Task directions:
Write out the entries verbatim and leave the images out of the copy.

Recorded data:
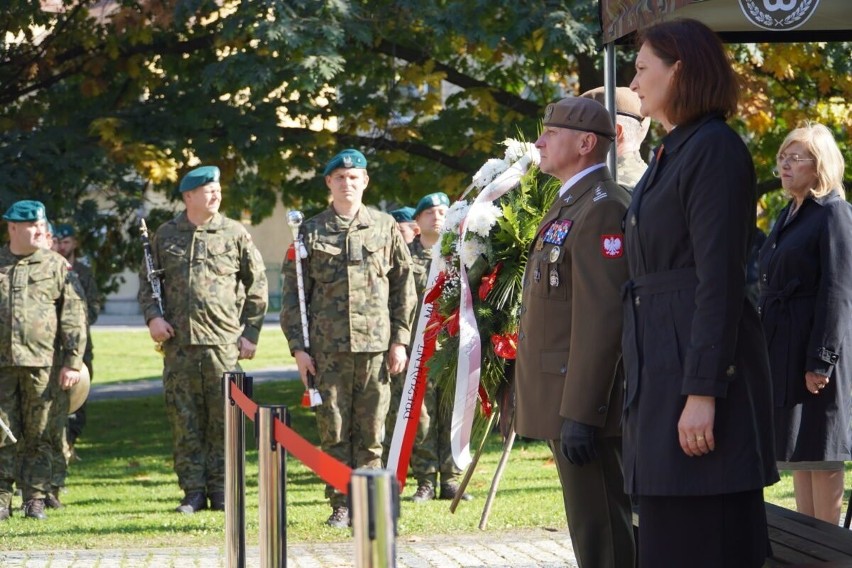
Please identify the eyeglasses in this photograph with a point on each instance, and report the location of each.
(784, 159)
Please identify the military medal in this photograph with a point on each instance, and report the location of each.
(554, 254)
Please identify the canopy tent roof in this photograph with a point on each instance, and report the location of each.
(735, 20)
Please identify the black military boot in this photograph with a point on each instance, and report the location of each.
(339, 518)
(450, 490)
(34, 509)
(217, 500)
(425, 492)
(192, 502)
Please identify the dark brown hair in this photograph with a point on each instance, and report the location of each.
(705, 82)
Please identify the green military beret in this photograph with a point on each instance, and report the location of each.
(198, 177)
(64, 230)
(25, 211)
(403, 214)
(432, 200)
(348, 158)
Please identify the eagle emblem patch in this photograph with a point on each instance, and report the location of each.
(612, 246)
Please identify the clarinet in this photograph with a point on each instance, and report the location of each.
(312, 397)
(152, 273)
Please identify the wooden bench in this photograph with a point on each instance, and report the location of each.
(800, 541)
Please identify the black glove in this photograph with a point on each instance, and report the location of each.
(578, 442)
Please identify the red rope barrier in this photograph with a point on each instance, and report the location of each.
(326, 467)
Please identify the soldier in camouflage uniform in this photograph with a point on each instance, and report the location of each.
(39, 302)
(68, 248)
(361, 298)
(208, 324)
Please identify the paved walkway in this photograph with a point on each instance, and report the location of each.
(517, 549)
(494, 549)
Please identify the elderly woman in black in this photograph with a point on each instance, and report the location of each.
(698, 409)
(806, 307)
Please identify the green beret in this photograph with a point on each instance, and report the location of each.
(348, 158)
(432, 200)
(198, 177)
(64, 230)
(403, 214)
(25, 211)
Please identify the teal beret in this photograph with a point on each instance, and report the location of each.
(64, 230)
(430, 201)
(403, 214)
(25, 211)
(348, 158)
(199, 177)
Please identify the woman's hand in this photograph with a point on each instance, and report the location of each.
(815, 382)
(695, 427)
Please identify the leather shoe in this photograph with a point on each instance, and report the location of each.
(34, 509)
(425, 492)
(339, 518)
(51, 501)
(192, 502)
(450, 490)
(217, 501)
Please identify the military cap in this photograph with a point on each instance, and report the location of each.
(580, 113)
(627, 102)
(403, 214)
(432, 200)
(25, 211)
(64, 230)
(198, 177)
(349, 158)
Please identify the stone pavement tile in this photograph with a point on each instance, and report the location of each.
(531, 548)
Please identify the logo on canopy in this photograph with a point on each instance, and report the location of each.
(778, 15)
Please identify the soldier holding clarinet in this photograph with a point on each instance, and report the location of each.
(360, 298)
(191, 293)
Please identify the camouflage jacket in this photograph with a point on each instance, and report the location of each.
(40, 302)
(204, 269)
(421, 260)
(358, 285)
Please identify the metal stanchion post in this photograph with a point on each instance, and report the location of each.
(374, 495)
(235, 471)
(272, 492)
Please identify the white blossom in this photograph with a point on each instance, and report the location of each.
(455, 214)
(471, 250)
(515, 150)
(489, 170)
(481, 219)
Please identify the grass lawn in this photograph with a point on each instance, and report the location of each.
(124, 490)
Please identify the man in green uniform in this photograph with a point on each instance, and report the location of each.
(67, 247)
(214, 298)
(40, 303)
(360, 297)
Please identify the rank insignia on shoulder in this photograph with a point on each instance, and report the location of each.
(558, 232)
(612, 246)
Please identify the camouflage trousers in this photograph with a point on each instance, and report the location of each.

Finished exercise:
Please identify the eyeglasses in this photograph with a point on each instance, and report the location of each.
(784, 159)
Please identify the military medal in this photograph with a point on each instance, and report the location of each.
(554, 254)
Please identify the canopy tent roof in this photograph with a point on each instance, and report the location of each.
(735, 20)
Please identify the black military boot in this photograph with a point on each instance, and report the location of each.
(339, 518)
(450, 490)
(34, 509)
(217, 500)
(425, 492)
(192, 502)
Please identify the dark brown hair in this photograph with a point on each instance, and report the location of each.
(705, 82)
Please identify the green military beret in this photograph with a point on each instance, and report the location of each.
(198, 177)
(64, 230)
(25, 211)
(403, 214)
(432, 200)
(348, 158)
Please identify the eagle emblem patch in this photograph with a point on each instance, and report the location of each.
(612, 246)
Please identify the clarinet in this photograph with a point on each instance, and report the location of each.
(312, 397)
(152, 273)
Please identify the wooden bench in this photograph with a point on each instance, and report the location of each.
(800, 541)
Please identify the black glove in this photograph with a point on each instance, and report the location of each.
(578, 442)
Please identify the red rope barrier in this photograph with a point on each instance, and report the location of each.
(326, 467)
Please identify the soldier in camouflage uniform in this photograph with a point on each instance, and report the location of each.
(39, 302)
(68, 248)
(361, 298)
(208, 324)
Please identify the paved walkway in this photograph with a point on each instance, and report the location of each.
(517, 549)
(494, 549)
Please identify the elderly woman in black in this photograph with a point on each instance, and report the location of each.
(698, 409)
(806, 307)
Please identify the green beret in this photograph with a point on each instance, and report the location of each.
(348, 158)
(432, 200)
(198, 177)
(64, 230)
(403, 214)
(25, 211)
Please identify the teal beret in this photograph with a point on each instance, and report the location of each.
(64, 230)
(430, 201)
(403, 214)
(25, 211)
(348, 158)
(199, 177)
Please identify the woman's hand in this photograph with a point on each instance, and report the location of each.
(815, 382)
(695, 427)
Please identify the leather shoe in this photograph with a point on each instance, and report the location of each.
(34, 509)
(425, 492)
(339, 518)
(51, 501)
(192, 502)
(450, 490)
(217, 501)
Please identify the military cap in this photograph with a point on each instance, and report the location of each.
(580, 113)
(627, 102)
(403, 214)
(432, 200)
(25, 211)
(64, 230)
(198, 177)
(349, 158)
Please identify the stone pavement tile in this photograph with a point on each instance, and report the location of each.
(531, 548)
Please identify the logo on canopy in this photograph with a point on each instance, and report the location of each.
(778, 15)
Please identify the soldier holding clarinet in this photograph with a point on each instance, and report the location of each.
(360, 298)
(191, 293)
Please identify the camouflage jacket in this photograph with a point on each instance, and report the location of each.
(40, 302)
(204, 269)
(421, 260)
(358, 285)
Please identify the metal stanchion post in this photograph with a point on each instance, and report the location of each.
(374, 495)
(235, 471)
(272, 492)
Please identify the white blossom in this photograph with a point on each instance, and report the location of each.
(455, 214)
(471, 250)
(515, 150)
(489, 170)
(481, 219)
Please identify the grass lawn in this photograph with a point on each instance, and report the location of each.
(124, 490)
Please identify the man in green uniform in this photograph with a point on each instance, and report the location of each.
(67, 247)
(214, 298)
(40, 303)
(360, 297)
Please identify the rank insignia on shoulder in this photograph with a point on each instance, and report the location of each.
(558, 232)
(612, 246)
Please identify the camouflage trousers in this photograph with a point on each instance, and report the location of each.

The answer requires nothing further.